Aşağıdaki satırlardan "station" sözcüğünü içerenlerin hepsini çıkar.

## Verilen veriler
---------------

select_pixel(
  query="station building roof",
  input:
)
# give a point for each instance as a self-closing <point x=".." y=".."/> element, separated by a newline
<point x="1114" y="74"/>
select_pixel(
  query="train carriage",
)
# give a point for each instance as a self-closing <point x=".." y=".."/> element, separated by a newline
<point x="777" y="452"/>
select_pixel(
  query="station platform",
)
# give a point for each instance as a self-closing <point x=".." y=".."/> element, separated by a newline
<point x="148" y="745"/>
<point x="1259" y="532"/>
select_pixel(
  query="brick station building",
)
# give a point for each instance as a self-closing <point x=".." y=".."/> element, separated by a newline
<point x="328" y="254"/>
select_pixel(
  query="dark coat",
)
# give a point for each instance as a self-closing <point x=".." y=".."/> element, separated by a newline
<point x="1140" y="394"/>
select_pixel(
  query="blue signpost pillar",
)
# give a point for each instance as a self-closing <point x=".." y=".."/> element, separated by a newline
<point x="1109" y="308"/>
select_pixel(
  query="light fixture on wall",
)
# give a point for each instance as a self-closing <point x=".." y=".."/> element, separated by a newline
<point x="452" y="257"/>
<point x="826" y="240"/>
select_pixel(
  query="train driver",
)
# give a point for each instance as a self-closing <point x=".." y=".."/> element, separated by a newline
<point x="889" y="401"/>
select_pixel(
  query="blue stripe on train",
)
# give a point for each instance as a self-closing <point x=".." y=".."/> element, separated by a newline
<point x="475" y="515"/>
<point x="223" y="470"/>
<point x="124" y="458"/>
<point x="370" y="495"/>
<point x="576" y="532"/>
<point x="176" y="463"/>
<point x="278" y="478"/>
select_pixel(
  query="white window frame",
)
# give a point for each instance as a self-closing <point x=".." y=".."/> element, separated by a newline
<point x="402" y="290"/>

---------------

## Görev yanıtı
  query="station building roof",
  query="station platform",
  query="brick station building",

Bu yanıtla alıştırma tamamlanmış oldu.